---------- STORED ROWS ----------
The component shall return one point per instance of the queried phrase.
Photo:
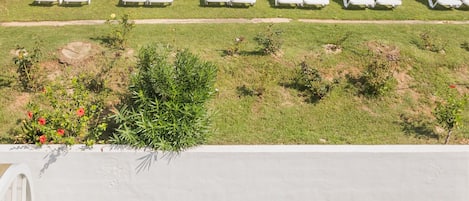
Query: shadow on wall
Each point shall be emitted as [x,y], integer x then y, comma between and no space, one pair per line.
[146,161]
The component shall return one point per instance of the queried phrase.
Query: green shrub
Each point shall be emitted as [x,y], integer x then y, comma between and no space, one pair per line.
[63,115]
[465,46]
[448,111]
[310,79]
[377,79]
[166,110]
[432,43]
[120,31]
[270,41]
[27,67]
[235,48]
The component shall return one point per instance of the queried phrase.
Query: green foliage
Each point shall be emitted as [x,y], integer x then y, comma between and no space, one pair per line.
[120,31]
[66,115]
[310,79]
[432,43]
[377,79]
[27,69]
[167,108]
[338,40]
[270,41]
[235,48]
[465,46]
[448,111]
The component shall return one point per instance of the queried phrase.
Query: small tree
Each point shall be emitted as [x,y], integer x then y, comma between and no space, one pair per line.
[120,31]
[166,110]
[310,79]
[448,112]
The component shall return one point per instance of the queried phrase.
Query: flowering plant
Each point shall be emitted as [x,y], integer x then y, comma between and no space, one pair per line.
[66,116]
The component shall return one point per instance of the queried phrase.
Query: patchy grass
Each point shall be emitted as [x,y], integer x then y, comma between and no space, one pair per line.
[277,113]
[24,10]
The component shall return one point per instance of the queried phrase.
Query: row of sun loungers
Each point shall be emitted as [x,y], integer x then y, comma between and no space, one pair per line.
[318,3]
[372,3]
[231,2]
[448,3]
[147,2]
----------
● **INSTRUCTIONS FOR THE TASK**
With the pictures left out, transcribe the material exactly.

● **PROBLEM SOLUTION**
The component shall return one point per instance of the queried phrase.
Photo:
Query: shadow on wall
Each point shall be emitted as [x,y], integer x then y, comma between and no space, one pair per line.
[146,161]
The component shall return one point per instance of the queried phrase.
Query: green shrub
Each point shall be emitted as [x,y], integer x then y, comma between and no space, one pair per line.
[63,115]
[465,46]
[448,111]
[310,79]
[377,79]
[166,110]
[432,43]
[120,31]
[270,41]
[27,67]
[235,48]
The component shall return one point per instance of the queried phrase.
Query: green foliage
Each point shall be emitted as [x,y], integer x then y, comma between and no space, one pair per line.
[120,31]
[66,115]
[310,79]
[432,43]
[377,79]
[27,69]
[167,108]
[338,40]
[270,41]
[235,48]
[465,46]
[448,111]
The component shall return one point per instance of the queried phrase.
Query: small tree
Each point shall be emitted as [x,y], integer x then y, comma between and no space, one pair per line.
[120,31]
[166,110]
[310,79]
[448,112]
The component shall return one point per instance of the queried phrase.
Query: flowering plant
Each point shall be emitted as [x,y], integer x then y, comma between and no space, one pair per line.
[66,116]
The component shall return one point per instance of the queried phrase.
Query: patchy grass
Each point shall be emitted as [x,y], integer x then y, comma between and no space, one pair per line.
[277,113]
[24,10]
The component shall return one point per instance of the queried phrase.
Query: row of sun loungers
Each point shall be emitted as [x,y], integer x then y, comma between and no space, one pair per line.
[318,3]
[372,3]
[231,2]
[448,3]
[147,2]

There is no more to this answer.